Exercise objective — In the entries below, find the line with "Practice. For this step, pick out the reflective" and the line with "Practice. For this step, pick out the white"; give again those lines and every line between them, exactly.

Extracted material —

---

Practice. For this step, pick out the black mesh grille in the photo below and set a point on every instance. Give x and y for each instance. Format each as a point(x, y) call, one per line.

---

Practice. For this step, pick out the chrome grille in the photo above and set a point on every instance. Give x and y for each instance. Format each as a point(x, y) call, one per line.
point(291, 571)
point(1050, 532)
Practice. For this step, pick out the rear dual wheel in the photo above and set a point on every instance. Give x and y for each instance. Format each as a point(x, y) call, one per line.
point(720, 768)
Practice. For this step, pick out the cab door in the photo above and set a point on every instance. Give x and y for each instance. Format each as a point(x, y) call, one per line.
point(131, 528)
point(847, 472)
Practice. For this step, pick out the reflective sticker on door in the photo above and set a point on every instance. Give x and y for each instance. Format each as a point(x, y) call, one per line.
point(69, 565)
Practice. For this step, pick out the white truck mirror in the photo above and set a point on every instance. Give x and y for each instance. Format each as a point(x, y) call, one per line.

---

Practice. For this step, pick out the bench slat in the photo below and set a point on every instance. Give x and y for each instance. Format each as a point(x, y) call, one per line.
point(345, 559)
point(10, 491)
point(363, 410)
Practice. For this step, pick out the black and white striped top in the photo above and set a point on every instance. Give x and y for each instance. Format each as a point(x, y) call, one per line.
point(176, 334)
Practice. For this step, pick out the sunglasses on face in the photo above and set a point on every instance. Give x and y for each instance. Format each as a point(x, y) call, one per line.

---

Solution —
Practice. For this step, pick out the reflective sticker on door in the photo above and set a point on every instance. Give x and y for each instance. Format each as a point(x, y) call, one per line.
point(69, 565)
Practice. For this step, pick out the white truck mirror in the photo above and set a point on every instance. Give x and y for each instance. Format each as a point(x, y) call, one per line.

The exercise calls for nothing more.